* **Work to do**: Rescale the rows from the start through the line that contains "<point>573,357</point>", inclusive, and give all of those lines again. Multiply every point coordinate in the answers by 1.75 and round to whole numbers, halves up, but keep the request lines and their sample format unchanged.

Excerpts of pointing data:
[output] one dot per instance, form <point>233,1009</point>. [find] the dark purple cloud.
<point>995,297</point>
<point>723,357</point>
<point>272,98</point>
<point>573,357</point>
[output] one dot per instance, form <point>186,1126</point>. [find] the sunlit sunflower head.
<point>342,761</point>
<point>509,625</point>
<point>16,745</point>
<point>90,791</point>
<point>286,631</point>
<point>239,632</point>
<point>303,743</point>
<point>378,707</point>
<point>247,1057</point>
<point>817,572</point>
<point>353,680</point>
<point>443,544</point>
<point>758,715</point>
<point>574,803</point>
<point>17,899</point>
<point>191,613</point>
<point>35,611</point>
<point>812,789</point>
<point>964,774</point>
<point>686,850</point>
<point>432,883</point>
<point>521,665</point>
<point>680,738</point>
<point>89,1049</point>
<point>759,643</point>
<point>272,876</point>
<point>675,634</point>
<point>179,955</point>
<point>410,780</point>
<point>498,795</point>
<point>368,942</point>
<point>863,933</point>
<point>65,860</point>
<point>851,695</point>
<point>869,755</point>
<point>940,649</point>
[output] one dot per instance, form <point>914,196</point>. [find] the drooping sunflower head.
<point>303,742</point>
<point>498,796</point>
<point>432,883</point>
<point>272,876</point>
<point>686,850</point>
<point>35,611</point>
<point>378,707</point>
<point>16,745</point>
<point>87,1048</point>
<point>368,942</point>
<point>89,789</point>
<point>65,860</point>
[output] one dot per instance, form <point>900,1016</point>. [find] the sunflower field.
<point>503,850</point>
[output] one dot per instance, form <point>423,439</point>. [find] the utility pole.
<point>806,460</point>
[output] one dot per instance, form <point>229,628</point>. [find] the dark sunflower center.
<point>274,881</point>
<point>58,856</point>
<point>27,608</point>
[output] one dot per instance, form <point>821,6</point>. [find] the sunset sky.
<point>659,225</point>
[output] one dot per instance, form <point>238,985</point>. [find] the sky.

* **Answer below**:
[output] one dot per instance, form <point>233,1009</point>. [find] the dark purple cloud.
<point>1741,520</point>
<point>1265,625</point>
<point>476,172</point>
<point>1003,625</point>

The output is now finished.